Data excerpts
____________________

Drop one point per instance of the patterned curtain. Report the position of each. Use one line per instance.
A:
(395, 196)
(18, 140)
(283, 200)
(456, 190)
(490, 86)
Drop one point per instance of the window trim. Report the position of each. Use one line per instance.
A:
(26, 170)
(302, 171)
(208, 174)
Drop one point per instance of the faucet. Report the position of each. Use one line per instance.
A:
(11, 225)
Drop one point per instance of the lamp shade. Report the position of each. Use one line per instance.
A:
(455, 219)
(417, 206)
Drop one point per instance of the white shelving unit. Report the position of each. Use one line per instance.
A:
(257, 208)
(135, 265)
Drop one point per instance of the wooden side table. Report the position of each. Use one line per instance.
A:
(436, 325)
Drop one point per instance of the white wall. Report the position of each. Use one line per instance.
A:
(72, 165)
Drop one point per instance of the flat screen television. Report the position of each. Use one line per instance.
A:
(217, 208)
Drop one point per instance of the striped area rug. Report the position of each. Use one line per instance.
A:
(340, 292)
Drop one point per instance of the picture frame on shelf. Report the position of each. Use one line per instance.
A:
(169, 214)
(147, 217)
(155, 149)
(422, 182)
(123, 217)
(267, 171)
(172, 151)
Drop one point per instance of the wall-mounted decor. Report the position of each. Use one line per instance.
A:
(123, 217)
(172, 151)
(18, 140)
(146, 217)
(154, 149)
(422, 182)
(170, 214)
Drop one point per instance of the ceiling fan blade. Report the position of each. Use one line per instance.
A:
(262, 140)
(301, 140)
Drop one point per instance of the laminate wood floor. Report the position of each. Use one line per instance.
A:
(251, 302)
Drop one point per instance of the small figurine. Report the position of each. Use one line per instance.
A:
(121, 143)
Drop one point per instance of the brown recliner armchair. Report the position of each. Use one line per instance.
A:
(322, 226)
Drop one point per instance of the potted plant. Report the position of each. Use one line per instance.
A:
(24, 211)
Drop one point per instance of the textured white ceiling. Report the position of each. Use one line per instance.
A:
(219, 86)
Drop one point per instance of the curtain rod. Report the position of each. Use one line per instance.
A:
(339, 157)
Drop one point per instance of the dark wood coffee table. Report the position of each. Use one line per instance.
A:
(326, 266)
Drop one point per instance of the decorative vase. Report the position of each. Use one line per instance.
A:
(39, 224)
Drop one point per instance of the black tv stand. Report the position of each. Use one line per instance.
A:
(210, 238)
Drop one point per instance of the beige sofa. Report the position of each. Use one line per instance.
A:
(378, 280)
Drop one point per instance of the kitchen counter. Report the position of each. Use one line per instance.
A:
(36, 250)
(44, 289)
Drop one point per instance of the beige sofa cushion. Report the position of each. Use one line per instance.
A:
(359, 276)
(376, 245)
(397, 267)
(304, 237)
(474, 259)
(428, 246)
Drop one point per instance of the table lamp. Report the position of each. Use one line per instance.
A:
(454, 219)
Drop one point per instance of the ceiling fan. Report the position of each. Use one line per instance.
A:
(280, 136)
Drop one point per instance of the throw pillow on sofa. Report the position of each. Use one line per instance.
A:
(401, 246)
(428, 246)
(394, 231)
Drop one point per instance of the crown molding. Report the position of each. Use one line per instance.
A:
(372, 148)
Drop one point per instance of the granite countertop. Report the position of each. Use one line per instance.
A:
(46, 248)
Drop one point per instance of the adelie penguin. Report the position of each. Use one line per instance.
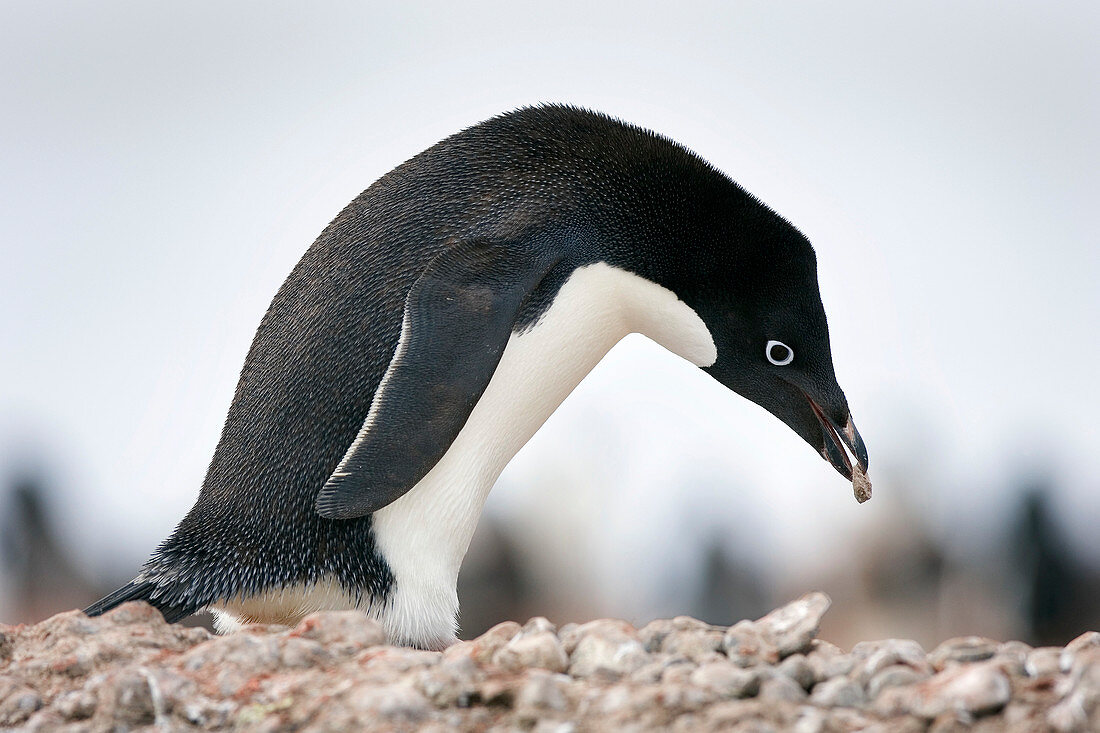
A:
(438, 321)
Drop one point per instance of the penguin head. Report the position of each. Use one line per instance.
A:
(763, 309)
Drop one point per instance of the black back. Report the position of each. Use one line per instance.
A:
(613, 192)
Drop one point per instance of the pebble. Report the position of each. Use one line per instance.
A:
(838, 692)
(539, 648)
(128, 669)
(1045, 660)
(963, 649)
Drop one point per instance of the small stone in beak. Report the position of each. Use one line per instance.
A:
(860, 484)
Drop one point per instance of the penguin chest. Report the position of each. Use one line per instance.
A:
(425, 534)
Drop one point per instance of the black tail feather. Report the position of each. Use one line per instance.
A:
(142, 591)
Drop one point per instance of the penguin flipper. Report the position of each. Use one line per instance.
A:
(142, 591)
(459, 316)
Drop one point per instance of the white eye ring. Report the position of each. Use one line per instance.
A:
(779, 362)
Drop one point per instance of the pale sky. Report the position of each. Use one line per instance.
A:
(164, 167)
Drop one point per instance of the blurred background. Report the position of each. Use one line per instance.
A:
(164, 166)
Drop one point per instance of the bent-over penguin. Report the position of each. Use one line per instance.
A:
(438, 321)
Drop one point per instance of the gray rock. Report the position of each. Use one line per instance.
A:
(1046, 660)
(779, 688)
(696, 644)
(893, 676)
(653, 634)
(17, 703)
(876, 656)
(798, 668)
(1013, 656)
(746, 646)
(76, 704)
(726, 679)
(539, 648)
(612, 648)
(976, 689)
(838, 692)
(398, 702)
(542, 691)
(133, 699)
(792, 627)
(963, 649)
(343, 630)
(1086, 641)
(482, 648)
(827, 660)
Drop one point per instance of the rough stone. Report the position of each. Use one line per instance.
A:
(963, 649)
(746, 646)
(792, 627)
(532, 649)
(838, 691)
(130, 670)
(727, 680)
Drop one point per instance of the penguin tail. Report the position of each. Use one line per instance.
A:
(142, 591)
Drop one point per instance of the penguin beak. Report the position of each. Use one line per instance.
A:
(837, 439)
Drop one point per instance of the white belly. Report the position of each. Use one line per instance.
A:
(425, 534)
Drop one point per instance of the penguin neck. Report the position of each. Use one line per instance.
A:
(425, 534)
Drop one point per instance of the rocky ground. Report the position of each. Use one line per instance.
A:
(129, 670)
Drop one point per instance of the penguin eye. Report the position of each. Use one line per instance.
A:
(779, 353)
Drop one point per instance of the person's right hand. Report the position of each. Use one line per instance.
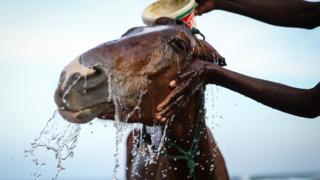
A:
(204, 6)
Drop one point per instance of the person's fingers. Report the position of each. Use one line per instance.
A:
(173, 84)
(204, 6)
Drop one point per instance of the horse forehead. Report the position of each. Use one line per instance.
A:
(150, 29)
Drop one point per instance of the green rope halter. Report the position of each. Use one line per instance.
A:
(191, 154)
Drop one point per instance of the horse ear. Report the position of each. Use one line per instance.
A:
(131, 30)
(168, 21)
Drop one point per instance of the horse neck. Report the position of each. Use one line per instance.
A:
(182, 131)
(182, 128)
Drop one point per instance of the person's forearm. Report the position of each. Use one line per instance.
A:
(289, 13)
(300, 102)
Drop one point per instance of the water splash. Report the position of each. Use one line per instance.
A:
(121, 125)
(59, 137)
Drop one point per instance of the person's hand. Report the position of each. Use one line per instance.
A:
(187, 83)
(204, 6)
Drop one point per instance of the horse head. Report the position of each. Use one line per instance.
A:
(129, 76)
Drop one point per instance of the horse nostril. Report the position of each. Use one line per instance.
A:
(94, 80)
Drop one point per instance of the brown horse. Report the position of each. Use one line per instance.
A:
(126, 79)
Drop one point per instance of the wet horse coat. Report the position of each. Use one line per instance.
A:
(125, 80)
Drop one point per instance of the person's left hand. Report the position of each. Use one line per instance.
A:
(187, 82)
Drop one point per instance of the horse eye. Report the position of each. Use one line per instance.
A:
(179, 45)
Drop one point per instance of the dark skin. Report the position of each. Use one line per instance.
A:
(287, 13)
(306, 102)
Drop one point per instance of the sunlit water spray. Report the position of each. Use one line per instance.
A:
(58, 137)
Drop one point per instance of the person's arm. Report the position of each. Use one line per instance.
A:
(288, 13)
(299, 102)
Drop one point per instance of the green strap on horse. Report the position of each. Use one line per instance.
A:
(190, 155)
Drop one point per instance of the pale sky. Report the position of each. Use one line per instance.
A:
(38, 38)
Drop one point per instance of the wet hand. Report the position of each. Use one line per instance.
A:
(205, 6)
(183, 87)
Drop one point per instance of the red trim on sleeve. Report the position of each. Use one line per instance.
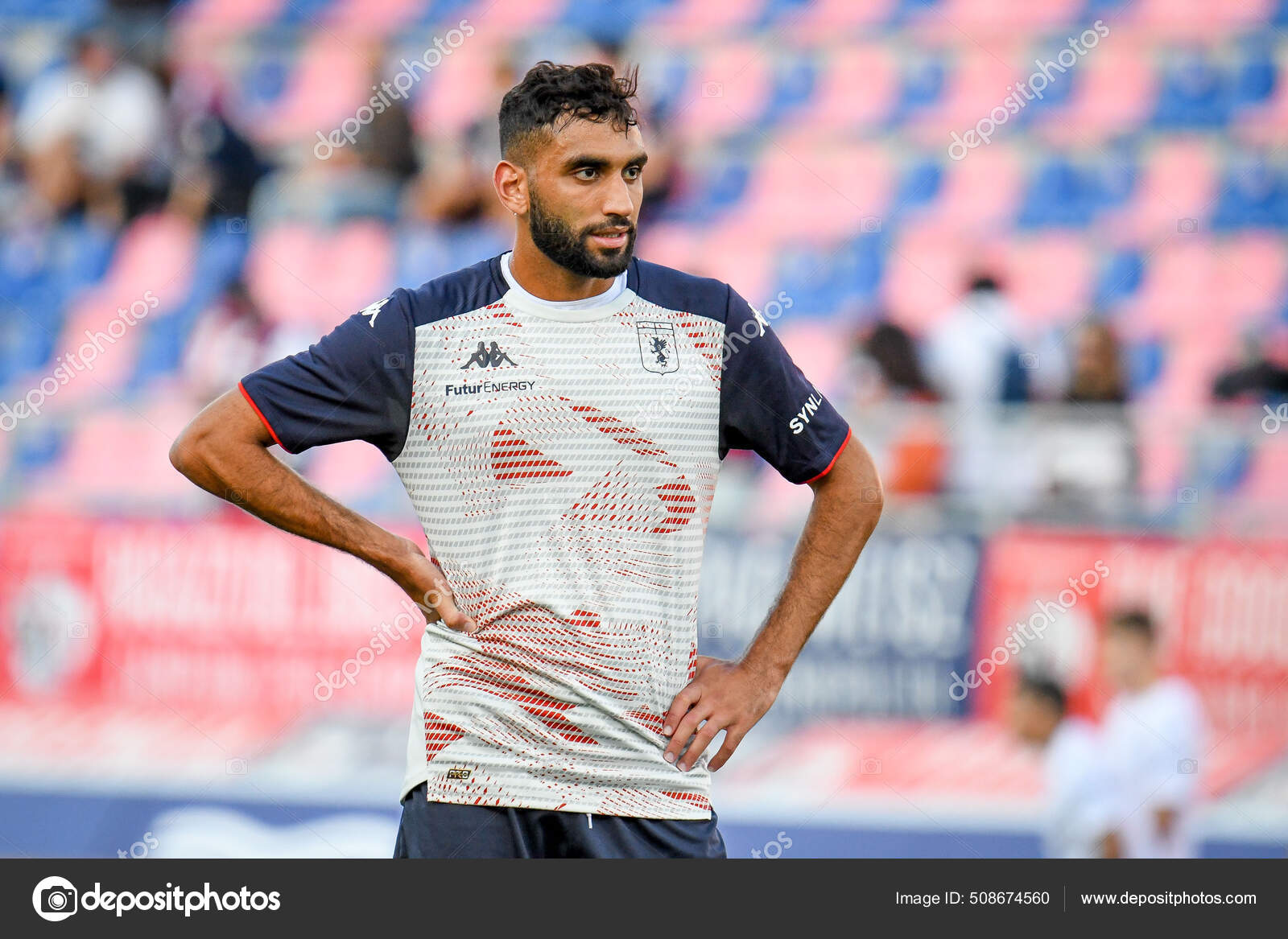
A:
(828, 467)
(261, 414)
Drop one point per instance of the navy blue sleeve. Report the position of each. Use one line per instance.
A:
(353, 384)
(766, 405)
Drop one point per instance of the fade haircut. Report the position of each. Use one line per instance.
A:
(551, 96)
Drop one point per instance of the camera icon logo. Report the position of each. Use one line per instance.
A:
(55, 900)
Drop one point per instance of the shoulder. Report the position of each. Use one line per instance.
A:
(678, 290)
(461, 291)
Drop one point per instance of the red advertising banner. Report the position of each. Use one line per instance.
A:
(214, 616)
(1220, 607)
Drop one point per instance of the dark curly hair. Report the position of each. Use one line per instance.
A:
(551, 96)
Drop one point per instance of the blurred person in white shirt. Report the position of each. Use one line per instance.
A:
(90, 124)
(1075, 784)
(1154, 737)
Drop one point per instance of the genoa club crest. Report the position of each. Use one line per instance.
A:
(657, 347)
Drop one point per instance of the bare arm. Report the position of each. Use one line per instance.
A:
(734, 696)
(225, 451)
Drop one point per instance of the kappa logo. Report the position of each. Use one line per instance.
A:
(487, 357)
(374, 311)
(657, 347)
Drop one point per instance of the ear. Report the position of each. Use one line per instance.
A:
(512, 187)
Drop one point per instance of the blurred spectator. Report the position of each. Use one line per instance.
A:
(92, 128)
(229, 342)
(1257, 375)
(1098, 371)
(972, 355)
(216, 165)
(974, 361)
(910, 445)
(889, 366)
(1073, 772)
(1154, 741)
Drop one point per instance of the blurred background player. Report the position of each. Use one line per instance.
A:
(1075, 793)
(1154, 742)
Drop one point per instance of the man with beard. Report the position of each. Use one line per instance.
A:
(560, 706)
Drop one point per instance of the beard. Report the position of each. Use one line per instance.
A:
(557, 241)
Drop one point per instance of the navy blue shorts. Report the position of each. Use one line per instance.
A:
(444, 830)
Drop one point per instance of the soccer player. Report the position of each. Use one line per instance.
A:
(1075, 784)
(558, 415)
(1154, 735)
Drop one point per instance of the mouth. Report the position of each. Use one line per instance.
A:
(611, 238)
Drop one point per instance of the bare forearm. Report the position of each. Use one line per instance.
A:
(244, 472)
(847, 506)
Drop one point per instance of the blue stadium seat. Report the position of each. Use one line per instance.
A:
(1193, 94)
(1059, 196)
(1120, 278)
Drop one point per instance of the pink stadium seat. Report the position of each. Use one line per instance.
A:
(1178, 182)
(1049, 277)
(116, 460)
(830, 17)
(502, 21)
(976, 84)
(747, 264)
(815, 347)
(858, 88)
(371, 17)
(725, 94)
(818, 191)
(925, 274)
(1195, 358)
(1251, 277)
(300, 276)
(444, 109)
(349, 471)
(1113, 92)
(1180, 287)
(695, 21)
(1198, 19)
(1004, 17)
(330, 83)
(983, 190)
(1265, 480)
(1161, 450)
(156, 253)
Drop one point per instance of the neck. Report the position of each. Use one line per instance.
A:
(541, 277)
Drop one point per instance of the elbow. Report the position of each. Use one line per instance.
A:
(186, 452)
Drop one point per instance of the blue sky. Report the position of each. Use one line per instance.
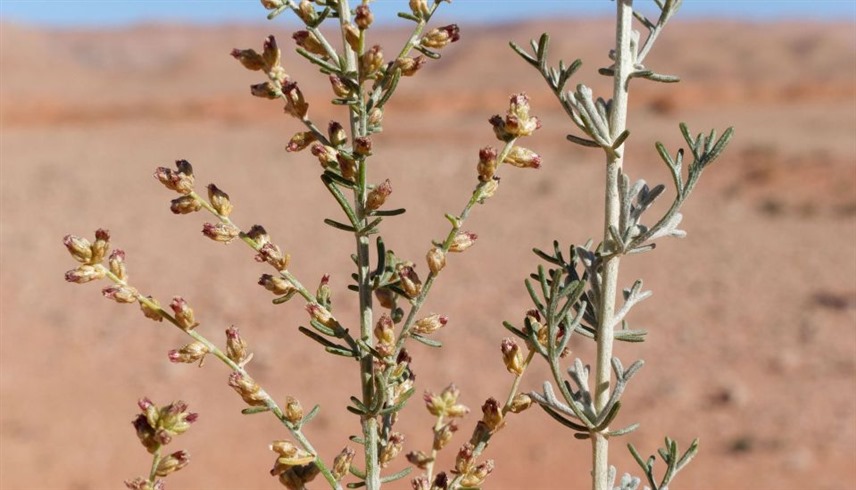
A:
(119, 12)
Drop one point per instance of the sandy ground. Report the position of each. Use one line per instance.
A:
(752, 325)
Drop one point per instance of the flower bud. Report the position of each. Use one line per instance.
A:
(276, 284)
(219, 200)
(151, 309)
(183, 314)
(327, 155)
(265, 90)
(520, 403)
(116, 262)
(270, 53)
(440, 37)
(523, 158)
(430, 324)
(409, 66)
(419, 459)
(120, 294)
(363, 17)
(296, 105)
(189, 354)
(220, 232)
(370, 62)
(337, 134)
(310, 43)
(172, 463)
(339, 86)
(79, 248)
(342, 463)
(410, 282)
(377, 196)
(511, 356)
(272, 254)
(392, 449)
(251, 60)
(487, 163)
(462, 241)
(300, 141)
(185, 205)
(384, 332)
(236, 346)
(85, 273)
(249, 390)
(436, 260)
(180, 180)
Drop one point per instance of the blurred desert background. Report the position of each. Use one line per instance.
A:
(752, 343)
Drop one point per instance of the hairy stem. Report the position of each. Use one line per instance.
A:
(605, 333)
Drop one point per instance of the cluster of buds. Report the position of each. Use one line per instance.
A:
(440, 37)
(473, 475)
(249, 390)
(295, 467)
(156, 426)
(429, 324)
(446, 403)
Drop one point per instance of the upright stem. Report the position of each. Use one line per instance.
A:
(358, 129)
(615, 161)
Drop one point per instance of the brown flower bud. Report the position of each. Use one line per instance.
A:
(306, 12)
(419, 459)
(272, 254)
(492, 415)
(219, 200)
(520, 403)
(236, 346)
(347, 166)
(352, 36)
(220, 232)
(377, 196)
(296, 105)
(85, 273)
(487, 163)
(120, 294)
(385, 334)
(185, 205)
(430, 324)
(409, 66)
(180, 180)
(183, 314)
(270, 53)
(523, 158)
(370, 62)
(249, 390)
(339, 86)
(440, 37)
(462, 241)
(189, 354)
(79, 248)
(511, 356)
(151, 309)
(265, 90)
(363, 17)
(444, 434)
(342, 463)
(251, 60)
(410, 282)
(276, 284)
(392, 449)
(116, 261)
(336, 133)
(310, 43)
(300, 141)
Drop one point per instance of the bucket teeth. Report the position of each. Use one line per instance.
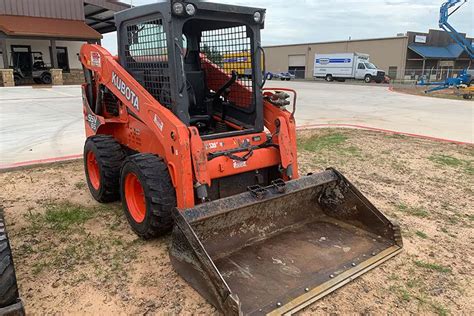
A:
(277, 249)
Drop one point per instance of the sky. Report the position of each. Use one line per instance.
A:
(307, 21)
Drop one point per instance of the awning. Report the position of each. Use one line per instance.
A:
(452, 51)
(46, 27)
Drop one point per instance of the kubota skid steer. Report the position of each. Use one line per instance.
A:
(189, 139)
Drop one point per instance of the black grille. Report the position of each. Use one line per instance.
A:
(225, 50)
(146, 58)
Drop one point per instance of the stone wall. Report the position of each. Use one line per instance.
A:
(74, 76)
(6, 78)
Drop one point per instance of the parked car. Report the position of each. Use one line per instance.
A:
(39, 73)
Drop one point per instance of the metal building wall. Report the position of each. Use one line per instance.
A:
(384, 52)
(59, 9)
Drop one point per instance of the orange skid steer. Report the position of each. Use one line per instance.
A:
(192, 146)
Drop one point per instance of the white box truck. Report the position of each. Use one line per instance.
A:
(347, 66)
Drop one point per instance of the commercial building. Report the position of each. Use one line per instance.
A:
(43, 37)
(406, 56)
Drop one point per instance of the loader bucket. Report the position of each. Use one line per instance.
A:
(276, 250)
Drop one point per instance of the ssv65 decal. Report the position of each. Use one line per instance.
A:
(126, 91)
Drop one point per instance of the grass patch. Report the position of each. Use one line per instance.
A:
(401, 292)
(440, 309)
(421, 234)
(60, 216)
(64, 215)
(335, 143)
(414, 211)
(432, 266)
(446, 160)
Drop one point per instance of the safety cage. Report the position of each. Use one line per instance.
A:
(205, 67)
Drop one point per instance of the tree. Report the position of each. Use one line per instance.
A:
(213, 55)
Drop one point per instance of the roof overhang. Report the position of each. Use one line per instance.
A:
(35, 27)
(99, 14)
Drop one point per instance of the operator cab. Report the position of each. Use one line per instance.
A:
(201, 60)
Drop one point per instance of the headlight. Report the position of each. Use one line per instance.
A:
(178, 8)
(190, 9)
(257, 17)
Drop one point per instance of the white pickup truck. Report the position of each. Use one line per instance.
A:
(346, 66)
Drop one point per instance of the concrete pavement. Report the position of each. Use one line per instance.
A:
(47, 123)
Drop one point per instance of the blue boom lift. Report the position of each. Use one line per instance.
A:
(465, 77)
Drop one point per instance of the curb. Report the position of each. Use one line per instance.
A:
(20, 165)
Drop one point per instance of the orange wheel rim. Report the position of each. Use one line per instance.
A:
(135, 197)
(93, 170)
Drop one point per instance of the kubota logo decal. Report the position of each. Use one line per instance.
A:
(126, 91)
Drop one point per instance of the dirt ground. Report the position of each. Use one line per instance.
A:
(452, 94)
(74, 256)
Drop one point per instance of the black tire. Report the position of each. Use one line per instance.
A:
(159, 193)
(109, 156)
(8, 285)
(46, 78)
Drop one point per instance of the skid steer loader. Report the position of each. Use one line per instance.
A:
(192, 145)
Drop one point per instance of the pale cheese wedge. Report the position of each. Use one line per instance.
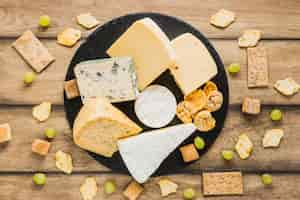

____________________

Your assignment
Count how many lines above contain the word "stone". Reply with the number alone.

Solution for this exercise
3